## Page text:
============================================================
Balancing family life with military life is a major task, often requiring support from dependent care providers. If you’re covering the cost of care for your loved ones, you already know the financial burden on your budget. The good news is that a new account, called a Dependent Care Flexible Spending Account (DCFSA), is available for military families, which can help ease some of the financial pressure associated with care costs.

Overview

A DCFSA is a pretax account that allows Service members to set aside a portion of their pay to cover eligible dependent care services including preschool, day camp, before or after-school programs, and child or adult daycare. The major benefit of the DCFSA is potential tax-savings because it enables you to pay for qualified expenses (like the ones mentioned above) with pretax dollars. This is accomplished by making contributions to your DCFSA, which reduces your taxable income and potentially lowers your overall tax liability.

Let’s cover the program basics.

  • Eligibility and Enrollment: You must be on active duty or a Reserve member on Title 10 orders, have one or more eligible dependents, and incur qualifying expenses that allow you and your spouse (if you’re married) to work, seek employment, or go to school full-time. Enrollment is required annually and can be done during Federal Open Season (mid-November to mid-December) for the following calendar year, also called the plan year. You can also enroll after a qualifying life event like the birth or adoption of a child, a divorce, or a PCS.
============================================================
## Exercise materials:
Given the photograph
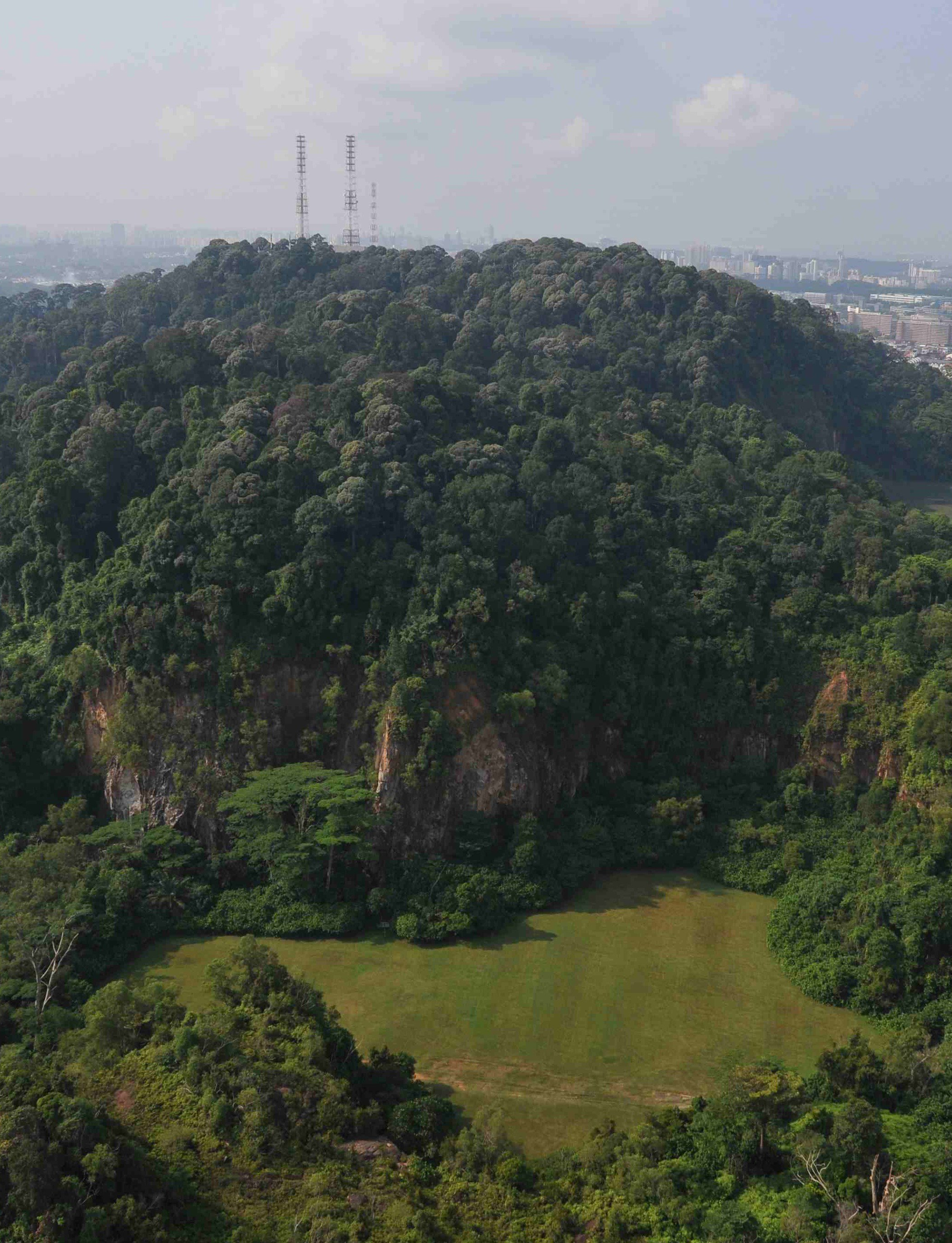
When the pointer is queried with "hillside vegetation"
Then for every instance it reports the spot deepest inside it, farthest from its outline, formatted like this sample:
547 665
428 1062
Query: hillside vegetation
411 592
============================================================
## Problems to solve:
1. Answer from the DCFSA text:
(a) What kind of account is a DCFSA?
(b) When does Federal Open Season take place?
(c) How often is enrollment required?
2. Swap "hillside vegetation" for "hillside shrubs" throughout the rows and give them again with everything else unchanged. Leave the pictures out.
The page text and the rows are unrelated to each other.

## Outputs by task:
1.
(a) A pretax account.
(b) Mid-November to mid-December.
(c) Annually.

2.
Given the photograph
When the pointer is queried with "hillside shrubs"
Then for every instance it reports the spot deepest inside it, farthest from its outline, formatted like this sample:
547 665
428 1062
Query: hillside shrubs
411 592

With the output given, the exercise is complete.